As a medical professional, Haerer knows her symptoms are attributable to her allergies. She also knows that other people are “really flipped out about this,” including the scowling family of three who saw her sneeze into her elbow outside a Chinese restaurant and, instead of continuing on to their destination — the pizza shop next door — got in their car and sped away.
“I was like, ‘I’m sorry you missed your pizza,’” Haerer said. “People’s reactions are just over the top.”
In Austin, Texas, where pollen counts are high, Marty Watson initially dismissed his itchy eyes, mild headache, coughing and sneezing as the product of a tree allergy, even after his temperature became slightly elevated. Then, in mid-March, he realized he could no longer smell a pungent sourdough starter, and friends began sending him news stories that said a loss of smell sometimes accompanied a coronavirus infection.
"Austin is notorious for all sorts of allergies, and it became really hard to tell: Is it this? Is it that?” said Watson, 52.
For most people, the new coronavirus causes mild or moderate symptoms that clear up in a couple weeks. Older adults and people with existing health problems are at higher risk of more severe illness, including pneumonia and death.
As allergy season ramps up in Pennsylvania, Dr. Laura Fisher, an allergist in Lancaster, expects an influx of worried patients. She is advising them to keep up with their medications, stay at home as much as possible and monitor for symptoms that seem unrelated to their allergies.
“I think people are more afraid of catching it, more afraid of going out and getting it from the grocery store or drive-thru, than they are of their usual symptoms being COVID,” said Fisher, president of the Pennsylvania Allergy and Asthma Association.
Jessica Tanniehill initially blew off her symptoms as allergy-related.
Tanniehill, 39, of Adamsville, Alabama, started with a runny nose and sneezing. Body aches and a cough came next, following by shortness of breath. She thought her seasonal allergies had led to a bout of anxiety, nothing more, especially since she’d been outside all day doing yard work and washing her truck. “I didn’t take it seriously,” she said.
Turns out she’d contracted COVID-19 — which doesn't preclude the possibility that she'd had allergies as well.
Tanniehill, who’s now on the mend, acknowledged that she “was one of the people that was saying they’re overreacting to all this. But now I wish I was more careful.”

| RECORDED INFORMATION |
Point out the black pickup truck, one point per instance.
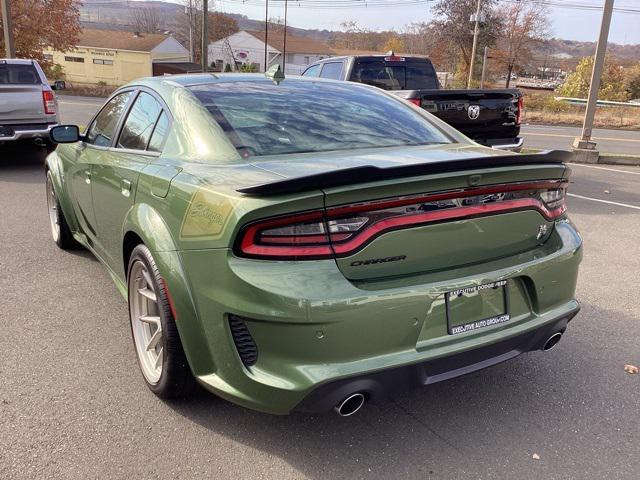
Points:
(490, 117)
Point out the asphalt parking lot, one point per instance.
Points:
(73, 403)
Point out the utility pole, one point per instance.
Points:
(583, 147)
(484, 66)
(476, 32)
(266, 33)
(204, 55)
(190, 18)
(284, 41)
(9, 46)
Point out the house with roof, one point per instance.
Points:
(248, 47)
(115, 57)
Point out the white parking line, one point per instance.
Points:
(604, 168)
(635, 207)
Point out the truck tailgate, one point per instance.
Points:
(470, 112)
(21, 104)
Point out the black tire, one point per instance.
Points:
(63, 238)
(176, 379)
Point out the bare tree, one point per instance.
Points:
(453, 26)
(526, 25)
(189, 24)
(147, 20)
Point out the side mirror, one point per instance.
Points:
(65, 134)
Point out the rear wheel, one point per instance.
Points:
(60, 230)
(155, 336)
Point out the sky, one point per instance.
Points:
(567, 23)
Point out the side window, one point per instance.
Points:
(103, 127)
(312, 71)
(139, 124)
(332, 70)
(159, 134)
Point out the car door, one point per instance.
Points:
(115, 177)
(80, 158)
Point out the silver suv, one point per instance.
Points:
(28, 106)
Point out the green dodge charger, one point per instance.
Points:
(310, 245)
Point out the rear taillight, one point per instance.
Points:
(49, 101)
(342, 231)
(519, 110)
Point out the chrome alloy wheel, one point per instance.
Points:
(52, 206)
(145, 322)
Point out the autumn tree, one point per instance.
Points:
(612, 83)
(38, 24)
(352, 36)
(454, 28)
(394, 43)
(632, 81)
(525, 25)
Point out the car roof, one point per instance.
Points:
(193, 79)
(15, 61)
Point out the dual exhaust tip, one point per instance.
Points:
(552, 341)
(350, 405)
(354, 402)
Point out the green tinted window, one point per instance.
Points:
(138, 127)
(262, 118)
(159, 134)
(103, 127)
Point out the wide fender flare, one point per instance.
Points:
(147, 223)
(53, 163)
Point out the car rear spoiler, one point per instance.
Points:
(371, 173)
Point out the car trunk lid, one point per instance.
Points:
(407, 211)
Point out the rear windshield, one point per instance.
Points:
(261, 118)
(18, 75)
(397, 75)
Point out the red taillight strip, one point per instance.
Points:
(250, 246)
(383, 226)
(472, 192)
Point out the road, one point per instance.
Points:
(626, 142)
(79, 110)
(73, 404)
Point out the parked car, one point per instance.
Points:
(303, 244)
(491, 117)
(28, 105)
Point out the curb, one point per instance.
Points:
(619, 159)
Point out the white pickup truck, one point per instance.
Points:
(28, 105)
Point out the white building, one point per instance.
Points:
(247, 47)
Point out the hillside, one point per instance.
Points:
(106, 14)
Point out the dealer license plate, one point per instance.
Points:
(477, 307)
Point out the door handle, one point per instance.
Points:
(125, 187)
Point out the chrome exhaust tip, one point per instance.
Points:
(552, 341)
(350, 405)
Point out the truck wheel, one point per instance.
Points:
(59, 228)
(158, 346)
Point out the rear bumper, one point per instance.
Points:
(317, 333)
(382, 385)
(25, 132)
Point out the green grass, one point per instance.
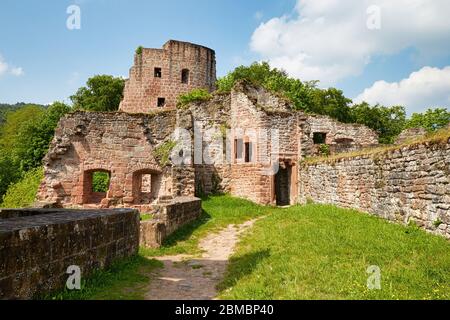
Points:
(323, 252)
(127, 279)
(303, 252)
(218, 212)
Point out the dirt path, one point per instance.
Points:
(188, 278)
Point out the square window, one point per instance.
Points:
(161, 102)
(185, 76)
(248, 152)
(319, 137)
(158, 73)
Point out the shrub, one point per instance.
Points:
(100, 182)
(196, 95)
(23, 193)
(163, 151)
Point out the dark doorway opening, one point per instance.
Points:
(283, 185)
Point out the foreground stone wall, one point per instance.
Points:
(411, 183)
(37, 246)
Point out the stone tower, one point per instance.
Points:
(159, 76)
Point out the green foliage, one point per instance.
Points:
(139, 50)
(100, 181)
(34, 137)
(5, 108)
(388, 122)
(163, 151)
(8, 173)
(437, 223)
(24, 140)
(23, 193)
(102, 93)
(196, 95)
(431, 120)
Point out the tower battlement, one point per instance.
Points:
(159, 76)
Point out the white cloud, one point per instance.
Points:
(5, 68)
(329, 40)
(17, 72)
(258, 15)
(428, 87)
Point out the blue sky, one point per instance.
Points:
(43, 61)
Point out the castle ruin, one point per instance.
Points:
(238, 127)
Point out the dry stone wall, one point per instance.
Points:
(411, 183)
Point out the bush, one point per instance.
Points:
(100, 182)
(23, 193)
(196, 95)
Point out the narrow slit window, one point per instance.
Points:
(185, 76)
(238, 148)
(161, 102)
(158, 73)
(319, 137)
(248, 152)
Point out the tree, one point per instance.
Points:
(431, 120)
(102, 93)
(34, 137)
(388, 122)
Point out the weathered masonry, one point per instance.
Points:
(37, 246)
(250, 145)
(159, 76)
(410, 183)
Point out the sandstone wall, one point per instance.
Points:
(170, 217)
(409, 183)
(258, 112)
(118, 143)
(143, 89)
(38, 246)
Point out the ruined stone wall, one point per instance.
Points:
(118, 143)
(38, 246)
(254, 114)
(170, 217)
(211, 122)
(143, 89)
(341, 137)
(409, 183)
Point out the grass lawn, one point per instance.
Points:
(323, 252)
(303, 252)
(218, 213)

| EXERCISE INSTRUCTIONS |
Set down the whole passage on allergy symptoms and COVID-19 above again, word for word.

| SOLUTION FOR THIS PROBLEM |
As a medical professional, Haerer knows her symptoms are attributable to her allergies. She also knows that other people are “really flipped out about this,” including the scowling family of three who saw her sneeze into her elbow outside a Chinese restaurant and, instead of continuing on to their destination — the pizza shop next door — got in their car and sped away.
“I was like, ‘I’m sorry you missed your pizza,’” Haerer said. “People’s reactions are just over the top.”
In Austin, Texas, where pollen counts are high, Marty Watson initially dismissed his itchy eyes, mild headache, coughing and sneezing as the product of a tree allergy, even after his temperature became slightly elevated. Then, in mid-March, he realized he could no longer smell a pungent sourdough starter, and friends began sending him news stories that said a loss of smell sometimes accompanied a coronavirus infection.
"Austin is notorious for all sorts of allergies, and it became really hard to tell: Is it this? Is it that?” said Watson, 52.
For most people, the new coronavirus causes mild or moderate symptoms that clear up in a couple weeks. Older adults and people with existing health problems are at higher risk of more severe illness, including pneumonia and death.
As allergy season ramps up in Pennsylvania, Dr. Laura Fisher, an allergist in Lancaster, expects an influx of worried patients. She is advising them to keep up with their medications, stay at home as much as possible and monitor for symptoms that seem unrelated to their allergies.
“I think people are more afraid of catching it, more afraid of going out and getting it from the grocery store or drive-thru, than they are of their usual symptoms being COVID,” said Fisher, president of the Pennsylvania Allergy and Asthma Association.
Jessica Tanniehill initially blew off her symptoms as allergy-related.
Tanniehill, 39, of Adamsville, Alabama, started with a runny nose and sneezing. Body aches and a cough came next, following by shortness of breath. She thought her seasonal allergies had led to a bout of anxiety, nothing more, especially since she’d been outside all day doing yard work and washing her truck. “I didn’t take it seriously,” she said.
Turns out she’d contracted COVID-19 — which doesn't preclude the possibility that she'd had allergies as well.
Tanniehill, who’s now on the mend, acknowledged that she “was one of the people that was saying they’re overreacting to all this. But now I wish I was more careful.”